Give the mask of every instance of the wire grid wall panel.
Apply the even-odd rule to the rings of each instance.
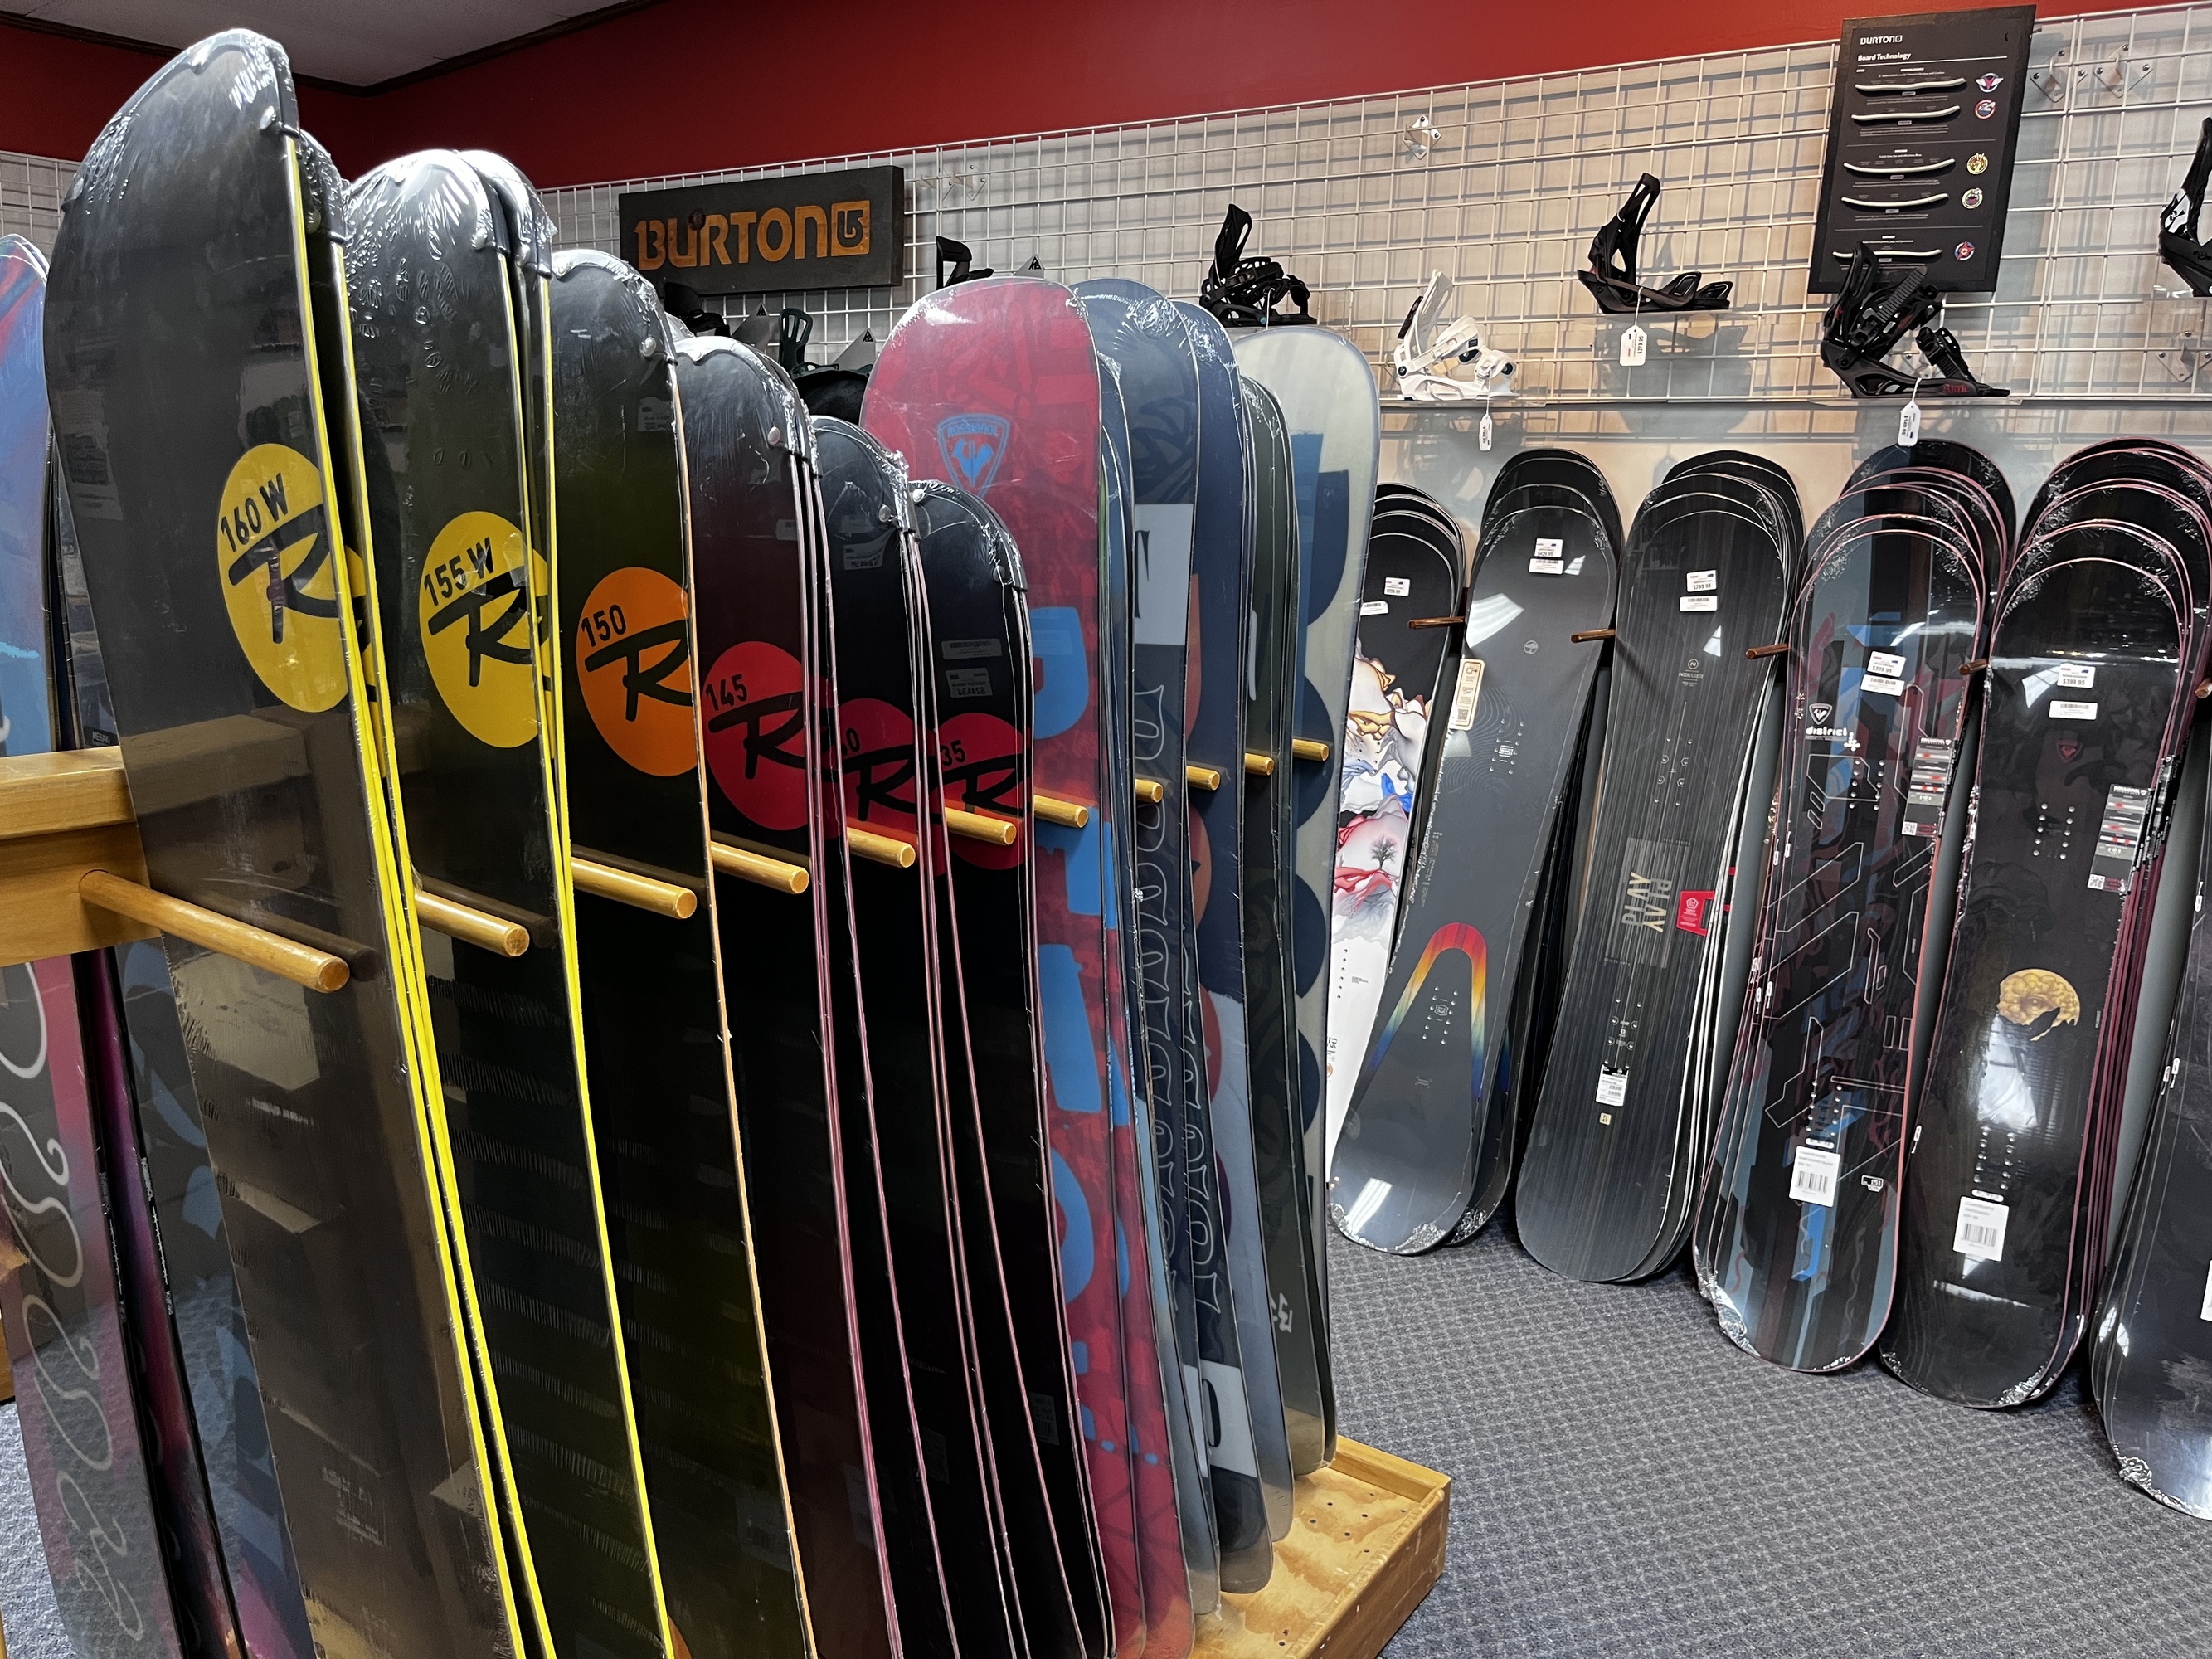
[[[76,177],[76,163],[0,150],[0,236],[21,236],[52,254],[61,228],[62,198]]]
[[[1820,361],[1808,294],[1832,41],[1668,58],[1383,97],[548,192],[571,245],[621,253],[626,190],[896,162],[910,240],[896,288],[763,295],[811,313],[810,360],[881,339],[935,282],[935,239],[979,265],[1034,257],[1063,282],[1133,276],[1194,296],[1231,201],[1251,254],[1311,285],[1322,321],[1376,362],[1432,270],[1516,364],[1517,401],[1845,401]],[[2204,301],[2169,297],[2157,219],[2212,113],[2212,6],[2038,26],[1996,291],[1953,296],[1948,325],[2014,398],[2158,400],[2212,391]],[[1664,185],[1638,252],[1658,286],[1735,283],[1729,310],[1644,317],[1650,356],[1619,362],[1627,319],[1574,273],[1639,173]],[[2168,294],[2159,292],[2169,290]],[[1918,366],[1908,349],[1897,361]]]

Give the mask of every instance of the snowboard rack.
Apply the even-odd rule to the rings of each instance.
[[[1659,199],[1659,180],[1647,173],[1636,181],[1620,211],[1598,227],[1590,238],[1589,269],[1576,276],[1608,316],[1638,312],[1726,311],[1735,284],[1705,283],[1701,270],[1686,270],[1664,288],[1645,288],[1636,280],[1636,245],[1644,234],[1644,222]]]
[[[2197,130],[2197,154],[2182,175],[2181,188],[2166,198],[2166,209],[2158,216],[2158,257],[2200,300],[2212,297],[2212,248],[2197,240],[2208,179],[2212,179],[2212,115]]]
[[[1959,337],[1942,325],[1943,296],[1924,265],[1885,265],[1864,242],[1851,255],[1844,285],[1820,319],[1820,361],[1854,398],[2007,398],[1966,366]],[[1936,375],[1899,373],[1882,362],[1909,329]]]
[[[967,243],[956,241],[950,236],[939,237],[937,239],[938,287],[951,288],[956,283],[980,282],[988,276],[991,274],[991,267],[988,265],[985,265],[981,270],[969,269],[975,262],[975,250],[969,247]]]
[[[1311,290],[1279,261],[1244,257],[1244,244],[1251,237],[1252,216],[1231,202],[1213,239],[1213,264],[1199,284],[1199,304],[1224,328],[1281,327],[1317,320],[1310,308]],[[1285,300],[1297,309],[1276,310]]]
[[[1454,286],[1443,271],[1430,272],[1428,287],[1398,325],[1390,366],[1398,376],[1398,395],[1407,403],[1472,403],[1512,395],[1513,360],[1502,351],[1483,349],[1473,318],[1437,326]],[[1471,365],[1474,377],[1453,379],[1454,363]]]

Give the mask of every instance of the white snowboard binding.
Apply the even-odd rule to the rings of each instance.
[[[1513,391],[1513,360],[1502,351],[1484,349],[1474,319],[1457,318],[1438,328],[1452,287],[1443,272],[1431,272],[1427,289],[1399,325],[1390,365],[1397,371],[1398,395],[1407,403],[1474,403],[1507,397]],[[1452,368],[1458,363],[1472,368],[1468,378],[1454,377]]]

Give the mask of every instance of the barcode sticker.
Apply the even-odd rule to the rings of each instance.
[[[1412,597],[1413,592],[1413,579],[1411,576],[1385,576],[1382,579],[1382,597],[1384,599],[1409,599]]]
[[[1536,550],[1528,557],[1528,574],[1532,576],[1564,576],[1567,572],[1567,544],[1558,536],[1536,538]]]
[[[955,697],[988,697],[991,695],[991,671],[948,668],[945,671],[945,690]]]
[[[2087,691],[2097,683],[2096,665],[2094,663],[2061,663],[2058,665],[2058,683],[2069,691]]]
[[[1843,1154],[1826,1147],[1806,1145],[1797,1149],[1790,1166],[1790,1196],[1801,1204],[1836,1204],[1836,1179],[1844,1167]]]
[[[1360,605],[1359,614],[1363,617],[1387,617],[1390,614],[1390,601],[1368,599]]]
[[[2004,1260],[2005,1222],[2012,1212],[1985,1198],[1959,1200],[1959,1227],[1951,1235],[1951,1248],[1977,1261]]]
[[[1892,651],[1869,651],[1867,653],[1867,672],[1893,680],[1905,672],[1905,659]]]
[[[2093,720],[2097,718],[2097,705],[2094,702],[2061,702],[2054,699],[2051,705],[2051,718],[2055,720]]]
[[[2204,1305],[2197,1310],[2199,1319],[2212,1319],[2212,1269],[2204,1274]]]
[[[1650,349],[1650,337],[1644,333],[1640,325],[1631,323],[1620,331],[1620,366],[1623,368],[1641,368],[1644,354]]]
[[[1610,1066],[1597,1068],[1597,1103],[1618,1106],[1628,1098],[1628,1073],[1616,1072]]]
[[[1885,697],[1901,697],[1905,695],[1905,682],[1884,674],[1869,674],[1859,681],[1859,690],[1878,691]]]
[[[1692,593],[1711,593],[1720,588],[1721,573],[1717,570],[1692,570],[1689,576],[1689,587]]]
[[[1474,724],[1475,705],[1482,701],[1482,659],[1468,657],[1459,665],[1459,690],[1452,693],[1448,729],[1464,732]]]
[[[1720,608],[1721,596],[1717,593],[1685,593],[1682,595],[1682,609],[1685,611],[1717,611]]]

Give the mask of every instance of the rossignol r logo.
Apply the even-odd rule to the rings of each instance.
[[[517,748],[538,732],[532,556],[523,551],[522,532],[498,514],[464,513],[430,544],[415,593],[439,701],[495,749]],[[543,573],[544,561],[537,565]]]
[[[285,444],[239,457],[216,519],[223,605],[254,674],[303,714],[346,694],[334,539],[313,461]]]
[[[1003,415],[953,415],[937,423],[937,450],[946,471],[970,495],[987,495],[1006,459],[1012,423]]]
[[[1613,926],[1606,930],[1607,961],[1664,965],[1679,920],[1676,896],[1689,859],[1686,842],[1630,837],[1614,890]]]
[[[575,648],[584,707],[609,748],[657,778],[694,763],[691,618],[682,588],[643,565],[610,571],[584,601]]]

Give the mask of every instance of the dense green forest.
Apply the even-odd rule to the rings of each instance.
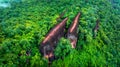
[[[5,0],[5,2],[8,2]],[[81,12],[77,47],[65,37],[55,49],[51,67],[120,67],[120,0],[11,0],[0,7],[0,67],[47,67],[40,42],[68,17],[68,28]],[[56,18],[62,12],[65,15]],[[94,38],[93,28],[100,20]]]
◆ ◆ ◆ ◆ ◆ ◆ ◆
▶ Task details:
Go through the material and copy each line that contains "mask".

▶ Task response:
Give the mask of every instance of the wire grid wall panel.
Give the mask of every instance of the snowboard rack.
Give the mask of every instance of the white snowboard binding.
Give the mask of every instance of the barcode sticker.
Give the mask of every instance of the rossignol r logo.
Give the mask of every instance of the dense green forest.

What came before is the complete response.